| Exercise brief |
Print the listing below exactly, leaving nothing out.

| Dataset content |
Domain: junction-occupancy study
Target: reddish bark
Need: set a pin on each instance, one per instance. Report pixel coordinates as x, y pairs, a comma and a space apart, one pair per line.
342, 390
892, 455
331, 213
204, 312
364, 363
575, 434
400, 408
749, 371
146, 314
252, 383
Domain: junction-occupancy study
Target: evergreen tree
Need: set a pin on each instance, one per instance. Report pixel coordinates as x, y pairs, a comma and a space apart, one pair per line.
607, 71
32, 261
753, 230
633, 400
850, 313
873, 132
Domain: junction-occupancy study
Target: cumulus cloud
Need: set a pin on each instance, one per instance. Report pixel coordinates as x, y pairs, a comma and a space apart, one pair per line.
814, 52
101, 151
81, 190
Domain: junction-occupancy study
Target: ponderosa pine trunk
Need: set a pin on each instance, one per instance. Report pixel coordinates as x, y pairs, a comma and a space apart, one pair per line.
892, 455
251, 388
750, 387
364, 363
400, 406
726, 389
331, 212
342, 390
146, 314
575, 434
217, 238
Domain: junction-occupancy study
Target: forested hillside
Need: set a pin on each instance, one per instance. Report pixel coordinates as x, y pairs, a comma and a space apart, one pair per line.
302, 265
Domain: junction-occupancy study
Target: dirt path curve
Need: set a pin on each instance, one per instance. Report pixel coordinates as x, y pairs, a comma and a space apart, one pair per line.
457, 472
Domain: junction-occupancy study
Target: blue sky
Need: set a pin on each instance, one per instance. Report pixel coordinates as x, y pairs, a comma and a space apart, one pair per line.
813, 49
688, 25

| Exercise output |
Domain: junction-occupancy study
Target: reddish bark
Need: set a pin on each instance, one per instance. Report pixel coordinates as x, y pairs, a comma and a space apart, one pair per line.
342, 390
892, 455
331, 213
204, 312
364, 363
575, 434
400, 408
749, 371
146, 314
252, 383
Domain: junction-occupancy study
Target: evergreen tree
Need: set a pin on each instance, one per instance. Report pixel coordinates as x, y pairs, a comma and a space apart, one pair per line.
607, 71
32, 261
753, 230
633, 400
850, 313
873, 132
Domain: junction-occupancy study
Target: cumulus cloud
Need: set a pin on each instance, one per instance. Report pixel coordinates as x, y pairs, a comma and a space apart, one pair per line.
814, 52
101, 151
81, 190
Domain: junction-occupancy study
Target: ponderosa pine trunk
Need: set a pin on each instance, one per instance. Report pixel coordinates as x, y pairs, a comma and a space apart, one pair per line.
892, 455
251, 388
750, 387
364, 363
400, 406
726, 389
331, 212
342, 390
146, 314
575, 434
217, 238
Domain: junction-occupancy study
Target: forested hillside
Need: set a pin on each instance, one per instance. Report pixel coordinates as x, y pairs, a comma and a space apart, one pair per line.
302, 265
Domain: junction-occupancy study
Target: dirt path curve
Need: set a pin on each instance, one per instance. Report pixel coordinates as x, y pairs, a comma and a space apart, one pair per line.
457, 472
Domain: junction-occupancy study
Target: blue sky
Need: set a pin on each instance, one per instance. Report pixel coordinates as x, y pairs, a comma and a space apart, one pair per line.
813, 49
688, 25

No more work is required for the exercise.